WRITTEN TASK: Please print all of the entries below word for word, leaving every line unchanged.

INPUT FOR THIS TASK:
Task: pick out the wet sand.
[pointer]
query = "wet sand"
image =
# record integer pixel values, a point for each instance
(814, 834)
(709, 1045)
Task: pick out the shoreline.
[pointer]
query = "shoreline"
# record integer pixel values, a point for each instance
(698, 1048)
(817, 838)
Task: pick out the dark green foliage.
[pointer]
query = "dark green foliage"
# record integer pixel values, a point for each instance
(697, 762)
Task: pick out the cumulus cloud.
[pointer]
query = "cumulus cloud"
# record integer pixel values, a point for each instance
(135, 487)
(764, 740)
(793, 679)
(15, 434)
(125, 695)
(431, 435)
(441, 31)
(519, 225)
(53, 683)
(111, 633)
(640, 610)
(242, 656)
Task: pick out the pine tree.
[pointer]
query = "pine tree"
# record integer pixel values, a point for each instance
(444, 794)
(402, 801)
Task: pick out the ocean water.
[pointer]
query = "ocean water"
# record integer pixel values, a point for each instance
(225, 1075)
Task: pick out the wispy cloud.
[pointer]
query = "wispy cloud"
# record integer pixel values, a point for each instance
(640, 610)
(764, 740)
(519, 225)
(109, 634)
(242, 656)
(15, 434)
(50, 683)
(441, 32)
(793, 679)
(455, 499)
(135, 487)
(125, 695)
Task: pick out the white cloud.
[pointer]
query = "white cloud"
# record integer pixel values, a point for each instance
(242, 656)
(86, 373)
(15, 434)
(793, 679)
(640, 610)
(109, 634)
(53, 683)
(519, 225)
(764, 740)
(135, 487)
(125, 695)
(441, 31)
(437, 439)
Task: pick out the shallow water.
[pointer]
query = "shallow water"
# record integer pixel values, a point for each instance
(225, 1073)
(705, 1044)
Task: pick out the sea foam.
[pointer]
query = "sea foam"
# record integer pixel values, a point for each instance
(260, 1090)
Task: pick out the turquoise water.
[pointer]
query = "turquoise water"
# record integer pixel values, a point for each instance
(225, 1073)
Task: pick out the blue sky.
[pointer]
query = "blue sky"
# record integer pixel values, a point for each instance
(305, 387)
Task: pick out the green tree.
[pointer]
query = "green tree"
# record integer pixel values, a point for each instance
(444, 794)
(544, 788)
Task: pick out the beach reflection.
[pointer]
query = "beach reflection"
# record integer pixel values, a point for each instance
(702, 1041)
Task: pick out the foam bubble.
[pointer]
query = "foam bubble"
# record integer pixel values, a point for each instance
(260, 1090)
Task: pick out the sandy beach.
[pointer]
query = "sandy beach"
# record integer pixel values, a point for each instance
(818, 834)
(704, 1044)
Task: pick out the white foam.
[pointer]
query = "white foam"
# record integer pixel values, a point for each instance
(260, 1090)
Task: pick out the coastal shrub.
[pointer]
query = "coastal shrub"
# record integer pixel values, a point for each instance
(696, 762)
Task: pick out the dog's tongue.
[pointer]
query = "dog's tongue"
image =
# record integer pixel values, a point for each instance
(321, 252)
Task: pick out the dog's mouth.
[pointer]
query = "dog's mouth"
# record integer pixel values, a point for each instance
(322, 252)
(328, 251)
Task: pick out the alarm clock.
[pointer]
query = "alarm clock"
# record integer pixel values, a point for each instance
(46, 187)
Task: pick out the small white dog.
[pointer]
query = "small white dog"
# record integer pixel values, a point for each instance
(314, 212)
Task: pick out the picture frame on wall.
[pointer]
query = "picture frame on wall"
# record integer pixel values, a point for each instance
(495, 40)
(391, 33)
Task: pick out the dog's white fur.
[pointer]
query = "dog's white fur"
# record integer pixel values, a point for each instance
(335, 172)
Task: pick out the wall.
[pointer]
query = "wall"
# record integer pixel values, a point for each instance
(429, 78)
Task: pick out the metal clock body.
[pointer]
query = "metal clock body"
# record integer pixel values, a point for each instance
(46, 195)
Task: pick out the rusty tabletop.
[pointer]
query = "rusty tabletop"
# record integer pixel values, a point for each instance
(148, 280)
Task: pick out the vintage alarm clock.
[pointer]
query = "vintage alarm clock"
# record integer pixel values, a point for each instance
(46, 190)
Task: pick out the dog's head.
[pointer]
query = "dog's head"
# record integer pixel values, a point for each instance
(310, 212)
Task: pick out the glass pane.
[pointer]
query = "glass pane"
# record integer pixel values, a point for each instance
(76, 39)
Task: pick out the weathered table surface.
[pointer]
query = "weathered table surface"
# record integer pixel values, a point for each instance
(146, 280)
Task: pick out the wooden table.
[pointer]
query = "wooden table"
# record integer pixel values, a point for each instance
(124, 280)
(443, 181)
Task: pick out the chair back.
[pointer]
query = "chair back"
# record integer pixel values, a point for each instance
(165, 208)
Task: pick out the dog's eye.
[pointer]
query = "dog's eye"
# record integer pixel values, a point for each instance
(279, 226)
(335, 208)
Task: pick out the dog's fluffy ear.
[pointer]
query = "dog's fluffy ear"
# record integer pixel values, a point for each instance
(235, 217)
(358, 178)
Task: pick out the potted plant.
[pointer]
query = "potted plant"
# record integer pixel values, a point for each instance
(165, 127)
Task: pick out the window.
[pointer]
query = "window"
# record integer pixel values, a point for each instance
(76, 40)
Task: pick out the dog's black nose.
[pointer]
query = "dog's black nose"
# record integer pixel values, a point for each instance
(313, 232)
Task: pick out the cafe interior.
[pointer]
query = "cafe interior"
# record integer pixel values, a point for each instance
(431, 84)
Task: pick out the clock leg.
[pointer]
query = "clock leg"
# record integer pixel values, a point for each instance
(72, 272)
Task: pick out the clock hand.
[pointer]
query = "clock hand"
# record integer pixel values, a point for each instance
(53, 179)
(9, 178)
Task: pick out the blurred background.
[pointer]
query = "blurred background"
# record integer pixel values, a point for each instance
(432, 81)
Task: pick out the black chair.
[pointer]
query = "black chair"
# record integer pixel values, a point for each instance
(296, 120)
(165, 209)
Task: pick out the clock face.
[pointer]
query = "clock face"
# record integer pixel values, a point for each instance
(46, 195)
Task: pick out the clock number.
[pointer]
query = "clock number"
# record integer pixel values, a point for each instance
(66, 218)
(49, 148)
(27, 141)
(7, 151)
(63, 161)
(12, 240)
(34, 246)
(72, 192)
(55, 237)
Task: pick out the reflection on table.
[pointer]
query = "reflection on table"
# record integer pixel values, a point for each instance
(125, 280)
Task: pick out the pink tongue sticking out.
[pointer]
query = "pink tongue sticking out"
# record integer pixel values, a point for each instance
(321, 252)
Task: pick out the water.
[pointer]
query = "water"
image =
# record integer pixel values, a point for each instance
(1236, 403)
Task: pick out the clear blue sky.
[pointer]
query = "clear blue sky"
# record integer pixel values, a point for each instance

ANSWER TO THE TASK:
Task: pick out the wet sand.
[pointer]
query = "wet sand"
image =
# record integer pixel values, a point for each instance
(814, 834)
(709, 1045)
Task: pick out the shoreline.
[pointer]
query = "shoreline"
# record integer pixel values, a point for each instance
(698, 1048)
(817, 838)
Task: pick out the dark green foliage.
[pointer]
query = "dark green foliage"
# record integer pixel values, a point for each instance
(697, 762)
Task: pick out the cumulus cloud.
[pointer]
query = "cumulus cloud"
# record integer pixel values, a point for each instance
(135, 487)
(764, 740)
(793, 679)
(15, 434)
(125, 695)
(431, 435)
(441, 31)
(519, 225)
(53, 683)
(111, 633)
(640, 610)
(242, 656)
Task: pick out the pine tree.
[pointer]
query = "pine tree"
# record integer pixel values, a point for each instance
(444, 794)
(402, 801)
Task: pick out the ocean water.
[pointer]
query = "ocean water"
# record integer pixel values, a point for each instance
(225, 1075)
Task: pick out the wispy cloud.
[pointer]
query = "wispy cloud"
# record integer pixel values, a point for each instance
(640, 610)
(764, 740)
(519, 225)
(109, 634)
(242, 656)
(15, 434)
(50, 683)
(441, 32)
(793, 679)
(455, 499)
(135, 487)
(125, 695)
Task: pick out the white cloud.
[pointer]
query = "white cloud"
# record integer pixel values, a point for each instance
(242, 656)
(86, 373)
(15, 434)
(793, 679)
(640, 610)
(109, 634)
(53, 683)
(519, 225)
(764, 740)
(135, 487)
(125, 695)
(441, 31)
(437, 439)
Task: pick out the shallow water.
[pointer]
query = "shallow water"
# record integer pixel values, a point for each instance
(225, 1073)
(705, 1044)
Task: pick out the sea foam.
[pointer]
query = "sea foam"
# record integer pixel values, a point for each instance
(260, 1090)
Task: pick out the turquoise water.
[pointer]
query = "turquoise water"
# record integer pixel values, a point for each instance
(225, 1073)
Task: pick out the blue sky.
[pointer]
query = "blue sky"
# record integer pixel values, a point for each instance
(305, 387)
Task: pick out the green tree.
[pointer]
query = "green tree"
# record integer pixel values, a point for each instance
(444, 794)
(544, 788)
Task: pick out the beach reflection.
[pointer]
query = "beach reflection"
# record integer pixel values, a point for each instance
(702, 1041)
Task: pick out the foam bubble.
[pointer]
query = "foam bubble"
# record integer pixel values, a point for each instance
(260, 1090)
Task: pick out the sandy beach.
[pointer]
query = "sandy beach"
# record integer pixel values, a point for each instance
(818, 834)
(704, 1044)
Task: pick out the white foam.
[pointer]
query = "white foam"
# record integer pixel values, a point for each instance
(260, 1090)
Task: pick out the coastal shrub.
[pointer]
query = "coastal shrub"
# record integer pixel values, a point for each instance
(696, 762)
Task: pick out the dog's tongue.
[pointer]
query = "dog's tongue"
image =
# record integer pixel values, a point for each instance
(321, 252)
Task: pick out the dog's mouth.
[pointer]
query = "dog's mouth"
# record integer pixel values, a point for each instance
(322, 252)
(328, 251)
Task: pick out the alarm clock.
[pointer]
query = "alarm clock"
# record integer pixel values, a point for each instance
(46, 187)
Task: pick out the small white dog.
[pointer]
query = "small white dog"
# record integer pixel values, a point for each instance
(314, 212)
Task: pick out the picture frame on wall.
[pointer]
query = "picture frame on wall"
# record integer pixel values, a point for each instance
(495, 40)
(391, 33)
Task: pick out the dog's white fur.
[pointer]
query = "dog's white fur"
# record integer pixel values, a point for each instance
(335, 172)
Task: pick out the wall.
[pointer]
query = "wall"
# record integer pixel values, a point for each instance
(429, 78)
Task: pick out the metal clock body.
[pointer]
query = "metal clock body"
# record integer pixel values, a point for each instance
(46, 195)
Task: pick out the rusty tabletop.
[pointer]
query = "rusty tabletop"
# record integer pixel values, a point for each instance
(148, 280)
Task: pick out the vintage alarm clock.
[pointer]
query = "vintage alarm clock"
# record integer pixel values, a point for each instance
(46, 190)
Task: pick out the dog's head.
[pointer]
query = "dog's head"
# record integer pixel values, a point for each instance
(310, 212)
Task: pick out the glass pane.
[pointer]
query = "glass pane"
# record integer pixel values, a point for each instance
(76, 39)
Task: pick out the weathered table surface.
[pointer]
query = "weathered table surface"
# record integer pixel values, a point for each instance
(146, 280)
Task: pick out the wooden table.
[pointer]
query = "wooden table"
# record integer pixel values, a point for each instance
(124, 280)
(443, 181)
Task: pick out the chair back.
[pointer]
query = "chair back"
# record integer pixel values, a point for each instance
(165, 208)
Task: pick out the dog's eye.
[pointer]
query = "dog's eye"
# record integer pixel values, a point for each instance
(279, 226)
(335, 208)
Task: pick out the dog's fluffy ear.
[pointer]
query = "dog's fluffy ear"
# record integer pixel values, a point for each instance
(235, 217)
(358, 178)
Task: pick out the potted plant.
[pointer]
query = "potted plant"
# record integer pixel values, a point for each instance
(165, 127)
Task: pick out the window.
[pointer]
query = "window"
# record integer pixel values, a point for each instance
(76, 40)
Task: pick out the dog's black nose.
[pointer]
query = "dog's black nose"
# record integer pixel values, a point for each instance
(313, 232)
Task: pick out the cafe interior.
[pointer]
query = "cafe interior"
# record integer pixel values, a point for each instance
(431, 84)
Task: pick out the clock leg.
[pointer]
query = "clock leg"
# record integer pixel values, a point for each instance
(72, 272)
Task: pick out the clock hand.
[pointer]
query = "clock hand"
# record integer pixel values, a point for each instance
(53, 179)
(9, 178)
Task: pick out the blurred background.
[pointer]
query = "blurred background"
# record integer pixel values, a point for each instance
(432, 81)
Task: pick out the black chair.
[pointer]
query = "black chair"
# record integer pixel values, a point for each instance
(296, 120)
(165, 209)
Task: pick out the clock face.
[pointer]
query = "clock face"
# record integer pixel values, a point for each instance
(46, 195)
Task: pick out the clock number.
[pointer]
query = "clock number"
# record integer pixel values, a point for each instance
(66, 218)
(49, 148)
(27, 141)
(7, 151)
(63, 161)
(12, 240)
(34, 246)
(72, 192)
(55, 237)
Task: pick out the reflection on table.
[pointer]
query = "reflection on table"
# record integer pixel values, a point for each instance
(125, 280)
Task: pick out the pink tongue sticking out.
[pointer]
query = "pink tongue sticking out"
# record integer pixel values, a point for each instance
(321, 252)
Task: pick out the water.
[pointer]
query = "water"
image =
# record integer pixel values, a point for each instance
(1236, 403)
Task: pick out the clear blue sky.
[pointer]
query = "clear blue sky"
# record integer pixel values, a point for each instance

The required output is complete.